Task to carry out
Print exactly the line with "of the bee's" and every line after it, through the final line of the material below.

_ _ _ _ _ _ _

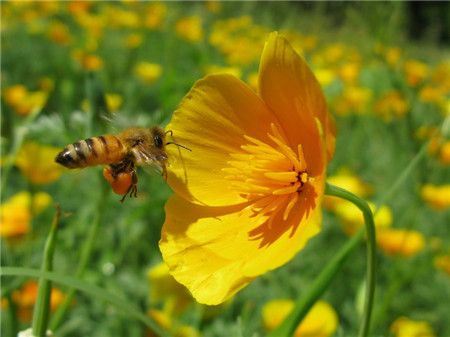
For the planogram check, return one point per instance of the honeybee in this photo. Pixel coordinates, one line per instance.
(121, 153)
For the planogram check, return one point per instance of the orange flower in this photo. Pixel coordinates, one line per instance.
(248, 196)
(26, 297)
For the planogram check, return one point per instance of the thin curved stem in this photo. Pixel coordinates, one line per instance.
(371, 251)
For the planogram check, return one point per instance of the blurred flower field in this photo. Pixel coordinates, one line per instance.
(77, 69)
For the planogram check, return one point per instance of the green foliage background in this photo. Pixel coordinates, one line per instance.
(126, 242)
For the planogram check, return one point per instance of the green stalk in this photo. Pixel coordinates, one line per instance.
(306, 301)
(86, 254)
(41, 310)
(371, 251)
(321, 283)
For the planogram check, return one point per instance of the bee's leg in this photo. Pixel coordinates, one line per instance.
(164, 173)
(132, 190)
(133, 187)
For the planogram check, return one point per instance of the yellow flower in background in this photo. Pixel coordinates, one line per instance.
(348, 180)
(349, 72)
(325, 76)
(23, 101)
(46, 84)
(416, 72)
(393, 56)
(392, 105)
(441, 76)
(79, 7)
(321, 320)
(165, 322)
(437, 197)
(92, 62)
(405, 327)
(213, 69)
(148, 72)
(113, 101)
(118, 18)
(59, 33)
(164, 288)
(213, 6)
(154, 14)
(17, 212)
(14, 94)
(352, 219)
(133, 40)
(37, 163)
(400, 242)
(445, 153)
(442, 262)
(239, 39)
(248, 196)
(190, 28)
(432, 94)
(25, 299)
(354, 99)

_ _ _ _ _ _ _

Solution to the problem
For the planogram check, return one point per instance of the bee's leg in this photo. Pixel coordinates, one line per instance.
(164, 173)
(132, 190)
(133, 187)
For the planogram check, return one point per instance of the yellow flower in background in this photo. Pixel coordinates, one line per instance.
(348, 180)
(349, 72)
(325, 76)
(23, 101)
(46, 84)
(416, 72)
(393, 56)
(392, 105)
(441, 76)
(79, 7)
(321, 320)
(165, 322)
(437, 197)
(92, 62)
(405, 327)
(213, 69)
(148, 72)
(113, 101)
(118, 18)
(59, 33)
(164, 288)
(213, 6)
(154, 14)
(17, 212)
(14, 94)
(352, 219)
(133, 40)
(37, 163)
(400, 242)
(445, 153)
(442, 262)
(239, 39)
(248, 196)
(190, 28)
(432, 94)
(25, 299)
(354, 99)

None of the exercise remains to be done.